Supplied information:
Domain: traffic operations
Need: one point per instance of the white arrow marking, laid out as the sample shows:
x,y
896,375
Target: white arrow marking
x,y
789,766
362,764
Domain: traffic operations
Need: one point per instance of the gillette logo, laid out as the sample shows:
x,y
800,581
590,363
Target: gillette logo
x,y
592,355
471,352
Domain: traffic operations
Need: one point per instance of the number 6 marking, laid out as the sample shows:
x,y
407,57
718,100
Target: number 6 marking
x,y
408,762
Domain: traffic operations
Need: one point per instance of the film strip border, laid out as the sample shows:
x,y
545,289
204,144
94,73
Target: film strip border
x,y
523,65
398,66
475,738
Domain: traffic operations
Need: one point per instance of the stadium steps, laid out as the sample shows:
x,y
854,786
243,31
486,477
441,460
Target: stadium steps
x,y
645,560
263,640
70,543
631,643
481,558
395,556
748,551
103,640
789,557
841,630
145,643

--

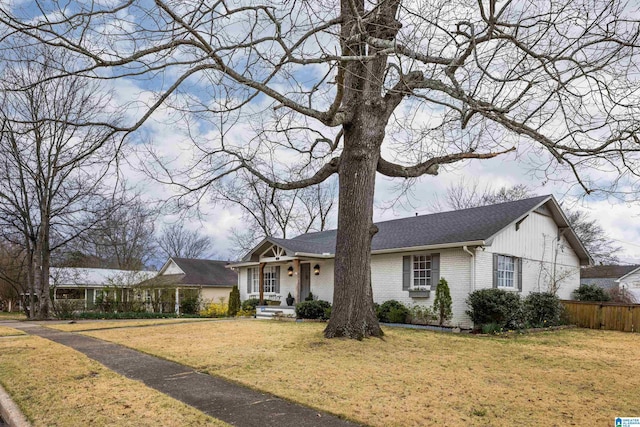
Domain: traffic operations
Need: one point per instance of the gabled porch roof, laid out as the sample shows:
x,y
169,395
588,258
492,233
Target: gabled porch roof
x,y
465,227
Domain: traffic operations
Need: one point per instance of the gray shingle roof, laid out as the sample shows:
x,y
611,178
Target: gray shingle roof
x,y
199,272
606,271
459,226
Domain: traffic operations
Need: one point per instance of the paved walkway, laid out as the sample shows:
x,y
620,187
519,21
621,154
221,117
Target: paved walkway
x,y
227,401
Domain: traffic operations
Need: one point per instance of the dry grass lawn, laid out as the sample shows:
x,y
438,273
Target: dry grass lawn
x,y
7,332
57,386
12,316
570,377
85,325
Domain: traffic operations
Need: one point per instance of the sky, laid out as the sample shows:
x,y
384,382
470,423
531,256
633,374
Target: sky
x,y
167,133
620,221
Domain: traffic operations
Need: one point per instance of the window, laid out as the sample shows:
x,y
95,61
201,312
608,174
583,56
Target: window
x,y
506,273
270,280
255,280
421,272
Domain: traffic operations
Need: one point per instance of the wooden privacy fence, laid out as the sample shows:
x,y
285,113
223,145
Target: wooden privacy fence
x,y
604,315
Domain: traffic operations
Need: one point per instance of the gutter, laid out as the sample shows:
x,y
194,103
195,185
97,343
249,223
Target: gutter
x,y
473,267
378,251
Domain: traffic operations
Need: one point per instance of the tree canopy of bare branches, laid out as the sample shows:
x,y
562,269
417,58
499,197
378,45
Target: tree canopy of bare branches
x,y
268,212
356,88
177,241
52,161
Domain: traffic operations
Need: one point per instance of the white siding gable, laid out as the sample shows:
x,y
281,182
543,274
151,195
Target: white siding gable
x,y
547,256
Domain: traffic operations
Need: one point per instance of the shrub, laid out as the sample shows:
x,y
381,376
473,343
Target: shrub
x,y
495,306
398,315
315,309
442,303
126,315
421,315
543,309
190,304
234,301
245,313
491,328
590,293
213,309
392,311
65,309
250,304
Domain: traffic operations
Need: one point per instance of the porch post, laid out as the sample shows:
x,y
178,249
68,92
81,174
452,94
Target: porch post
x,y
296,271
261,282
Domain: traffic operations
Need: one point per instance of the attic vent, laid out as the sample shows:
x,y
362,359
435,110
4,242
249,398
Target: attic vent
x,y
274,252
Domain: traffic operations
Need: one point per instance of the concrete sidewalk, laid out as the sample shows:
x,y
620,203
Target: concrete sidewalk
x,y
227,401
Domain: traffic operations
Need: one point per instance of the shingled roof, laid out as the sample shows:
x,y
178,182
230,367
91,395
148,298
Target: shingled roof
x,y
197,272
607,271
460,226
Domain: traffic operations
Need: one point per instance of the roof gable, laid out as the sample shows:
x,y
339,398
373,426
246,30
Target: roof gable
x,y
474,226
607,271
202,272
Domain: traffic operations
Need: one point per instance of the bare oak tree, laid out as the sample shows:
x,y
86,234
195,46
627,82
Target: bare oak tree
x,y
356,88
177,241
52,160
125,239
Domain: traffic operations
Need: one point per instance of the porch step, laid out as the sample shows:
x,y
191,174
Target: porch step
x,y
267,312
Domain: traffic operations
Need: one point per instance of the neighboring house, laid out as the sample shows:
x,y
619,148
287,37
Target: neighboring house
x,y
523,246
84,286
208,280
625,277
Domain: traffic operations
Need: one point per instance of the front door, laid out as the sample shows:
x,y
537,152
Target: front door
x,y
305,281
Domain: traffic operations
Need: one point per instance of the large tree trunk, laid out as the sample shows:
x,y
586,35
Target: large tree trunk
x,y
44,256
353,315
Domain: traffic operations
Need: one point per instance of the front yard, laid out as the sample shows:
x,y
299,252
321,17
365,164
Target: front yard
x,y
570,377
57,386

Stated exercise: How many lines in the data contain the word "concrete"? Case counts. Reply with the number alone.

Response to the exercise: 2